EXERCISES —
1. Translate this sentence from the set design post into Spanish: "Careful thought must be given to the important elements, and ultimately the final design should make sense and hopefully be coherent."
2. From the set design post, list every scene of the play that the writer sketched for the model.
3. Write the next few sentences of the set design post, carrying on after its final sentence about designing the groundplans.

And, just to refresh your memory as to how far the model came in the intervening time when I learned how to use Photoshop:

I'm so happy with the outcome of this project- making such visible progress on a skill is incredibly satisfying.

3 Penny: Reflections

The 3 Penny project represented a chance to incorporate a new element into our design process: collaboration. At first I was a little skeptical, but ultimately I was able to incorporate my artist's style pretty easily into my own ideas.

Partly I think this was easy because the two (my original idea and my artist's style) were pretty compatible. But also I think it's easy to accomplish this sort of meshing when you stop and think about how many different elements there are to something like an artist's work or a set designer's scenery. Ultimately, I designed the set exactly the way I wanted to and just used my artist's painting style to "color in the lines." Even if my original idea had been very different than it was, this method probably would have still worked. (Maybe not as well, but I'm sure it would have been possible.) You can look at an artist's color palate, medium of choice, message or theme, or a million other things. After hearing my classmates present and discuss how they fused their ideas with those of their chosen artist, I realized we all just picked the element which was most beneficial to us. I was most interested in making a basic, 2D, painted set- so I chose my artist's style of brushstrokes to fill in the blanks. Dan chose his artist's medium (collage) and color palate to give his own original ideas the desired "flavor" of the collaborator.

Of course, that's not to say that it's completely easy to just slap any two things together and have it work well. Careful thought must be given to the important elements, and ultimately the final design should make sense and hopefully be coherent. Also, it would probably have been easy to be overtaken by the artist's style if we hadn't come up with our own ideas first. This provided a strong base to start with. Again, looking at my classmates' work, I think we all built the structure ourselves and used our artist to paint it. In my case that's literally how I formed the model, but I think the analogy works well in general. In fact, the order doesn't really matter either. I think Mia, for example, used her artist to create the structure and then painted that structure with her own brush.

When working in different media with a lot of complexity, it isn't hard to find elements even from two very different bodies of work and mix them together in a coherent (and ultimately more interesting) way.

3 Penny: Final model

After doing some research into my artist, I had a pretty clear idea about how to create my model (and even better, it was going to be really easy).

First, I made some basic sketches of the important scenes in the play: the jail, the brothel, the stable, and Peachum's Emporium. I kept them very flat and minimal- only essential pieces of furniture and architectural elements. I designed the groundplans while taking the action of the play into consideration.

RECORD EXCERPTS —

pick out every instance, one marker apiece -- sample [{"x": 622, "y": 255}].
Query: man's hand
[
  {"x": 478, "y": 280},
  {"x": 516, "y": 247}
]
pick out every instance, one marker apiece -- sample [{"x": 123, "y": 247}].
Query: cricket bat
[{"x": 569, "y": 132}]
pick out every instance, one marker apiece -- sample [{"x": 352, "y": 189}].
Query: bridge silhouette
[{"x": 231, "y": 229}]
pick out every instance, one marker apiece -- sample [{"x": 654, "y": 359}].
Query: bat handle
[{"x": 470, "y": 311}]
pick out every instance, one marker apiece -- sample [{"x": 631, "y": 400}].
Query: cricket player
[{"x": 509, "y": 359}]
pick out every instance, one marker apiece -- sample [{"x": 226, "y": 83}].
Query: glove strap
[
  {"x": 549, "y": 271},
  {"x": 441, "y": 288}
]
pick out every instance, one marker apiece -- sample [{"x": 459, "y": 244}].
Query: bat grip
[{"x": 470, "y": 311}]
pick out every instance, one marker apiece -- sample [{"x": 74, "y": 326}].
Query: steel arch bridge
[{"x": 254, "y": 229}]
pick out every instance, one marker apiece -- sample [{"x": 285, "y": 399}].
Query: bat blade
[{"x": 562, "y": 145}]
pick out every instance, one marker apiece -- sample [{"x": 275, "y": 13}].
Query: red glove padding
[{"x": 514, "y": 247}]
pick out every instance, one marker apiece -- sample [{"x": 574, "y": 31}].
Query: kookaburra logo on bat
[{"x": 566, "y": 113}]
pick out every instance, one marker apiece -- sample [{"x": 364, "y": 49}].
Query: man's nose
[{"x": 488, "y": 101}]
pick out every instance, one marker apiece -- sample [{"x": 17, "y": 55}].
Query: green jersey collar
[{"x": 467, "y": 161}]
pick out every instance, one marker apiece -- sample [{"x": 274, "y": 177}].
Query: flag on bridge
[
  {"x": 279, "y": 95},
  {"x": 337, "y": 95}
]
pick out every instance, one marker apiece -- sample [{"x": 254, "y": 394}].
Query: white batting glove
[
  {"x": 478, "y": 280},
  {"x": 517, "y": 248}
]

WRITTEN ANSWERS —
1. Hay que pensar con cuidado en los elementos importantes y, en última instancia, el diseño final debe tener sentido y, ojalá, ser coherente.

2.
- the jail
- the brothel
- the stable
- Peachum's Emporium

3.
The jail:

The jail cell isn't even really a jail cell- McHeath can easily just walk out from behind the bars. I wanted to give the impression of "fake isolation," so the cell isn't really secure, but it also seems to be in the middle of nowhere. The other side of the scene is left intentionally empty- his visitors just appear.

The brothel:

All of the indoor sets are shown from this direction- the audience looking from the back of the room towards the front door. In this way the flats can actually be set up a few feet from the back wall of the theater, and the street can actually be shown through the windows. Likewise, the flats can be just turned around when a street scene is needed, showing the inside of the brothel through the other side of the windows if desired.

The stable:

Peachum's Emporium:

"The back" of the shop is actually completely visible to the audience. I decided to take Bretch's idea of showing the "insides" of things in this respect. When Peachum disappears to find a newer, more pathetic outfit for one of his customers to wear, the audience can actually still see him and exactly what he's doing, and where that prop comes from.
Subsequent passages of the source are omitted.